■ What is expected
Repeat every line of the following records without changing anything.

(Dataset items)
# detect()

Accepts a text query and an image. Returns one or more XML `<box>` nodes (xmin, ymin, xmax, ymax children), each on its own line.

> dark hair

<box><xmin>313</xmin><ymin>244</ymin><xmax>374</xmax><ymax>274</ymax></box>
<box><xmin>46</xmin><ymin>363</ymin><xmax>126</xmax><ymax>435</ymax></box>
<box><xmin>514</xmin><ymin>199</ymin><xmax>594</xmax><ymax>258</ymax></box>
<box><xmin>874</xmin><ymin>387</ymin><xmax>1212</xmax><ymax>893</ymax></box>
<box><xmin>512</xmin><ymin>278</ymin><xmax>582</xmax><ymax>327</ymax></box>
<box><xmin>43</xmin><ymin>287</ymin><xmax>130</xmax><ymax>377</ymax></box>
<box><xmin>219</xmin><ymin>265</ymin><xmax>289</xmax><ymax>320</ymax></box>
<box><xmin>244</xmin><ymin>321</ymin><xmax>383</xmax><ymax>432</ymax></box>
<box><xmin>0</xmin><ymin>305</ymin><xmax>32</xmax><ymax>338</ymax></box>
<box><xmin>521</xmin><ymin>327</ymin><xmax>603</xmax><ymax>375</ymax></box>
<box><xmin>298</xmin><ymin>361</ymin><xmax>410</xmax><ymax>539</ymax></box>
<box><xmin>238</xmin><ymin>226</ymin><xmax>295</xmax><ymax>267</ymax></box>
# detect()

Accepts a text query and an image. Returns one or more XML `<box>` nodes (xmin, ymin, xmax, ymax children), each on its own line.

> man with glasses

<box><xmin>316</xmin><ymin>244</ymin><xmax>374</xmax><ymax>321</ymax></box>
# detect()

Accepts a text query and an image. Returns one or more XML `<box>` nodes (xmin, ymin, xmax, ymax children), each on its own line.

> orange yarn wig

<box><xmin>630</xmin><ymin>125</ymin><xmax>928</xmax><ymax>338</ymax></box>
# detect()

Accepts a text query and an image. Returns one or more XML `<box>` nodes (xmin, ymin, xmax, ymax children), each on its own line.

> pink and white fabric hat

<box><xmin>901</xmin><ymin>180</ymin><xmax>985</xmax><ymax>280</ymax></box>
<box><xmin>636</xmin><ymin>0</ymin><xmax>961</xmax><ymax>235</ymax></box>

■ Solution for this problem
# detect()

Accepts a text query and an image. Returns one or more XML `<box>` nodes (xmin, ymin, xmax, ymax children), each on its own line.

> dark hair

<box><xmin>313</xmin><ymin>244</ymin><xmax>374</xmax><ymax>274</ymax></box>
<box><xmin>46</xmin><ymin>363</ymin><xmax>126</xmax><ymax>435</ymax></box>
<box><xmin>514</xmin><ymin>199</ymin><xmax>594</xmax><ymax>258</ymax></box>
<box><xmin>874</xmin><ymin>387</ymin><xmax>1212</xmax><ymax>893</ymax></box>
<box><xmin>512</xmin><ymin>278</ymin><xmax>582</xmax><ymax>327</ymax></box>
<box><xmin>43</xmin><ymin>287</ymin><xmax>130</xmax><ymax>377</ymax></box>
<box><xmin>219</xmin><ymin>265</ymin><xmax>289</xmax><ymax>320</ymax></box>
<box><xmin>244</xmin><ymin>321</ymin><xmax>383</xmax><ymax>432</ymax></box>
<box><xmin>0</xmin><ymin>305</ymin><xmax>32</xmax><ymax>338</ymax></box>
<box><xmin>521</xmin><ymin>327</ymin><xmax>603</xmax><ymax>375</ymax></box>
<box><xmin>298</xmin><ymin>361</ymin><xmax>410</xmax><ymax>539</ymax></box>
<box><xmin>238</xmin><ymin>226</ymin><xmax>295</xmax><ymax>267</ymax></box>
# detect()

Accepts a text query and an image. Returns one or more XML `<box>` nodes (xmin, ymin, xmax, ymax children), each on its own line.

> man with glasses

<box><xmin>316</xmin><ymin>244</ymin><xmax>374</xmax><ymax>321</ymax></box>
# detect()

Accepts a text query and an image. Returns one or more XML `<box>` nodes (xmin, ymin, xmax, ymax children), each on its own line.

> orange yarn wig

<box><xmin>630</xmin><ymin>125</ymin><xmax>928</xmax><ymax>338</ymax></box>
# detect()

Accepts a text query and an image. Returns one or more XML `<box>` nodes (xmin, ymin, xmax, ymax children), each on its own line.

> pink and white fabric hat

<box><xmin>901</xmin><ymin>180</ymin><xmax>985</xmax><ymax>280</ymax></box>
<box><xmin>636</xmin><ymin>0</ymin><xmax>961</xmax><ymax>235</ymax></box>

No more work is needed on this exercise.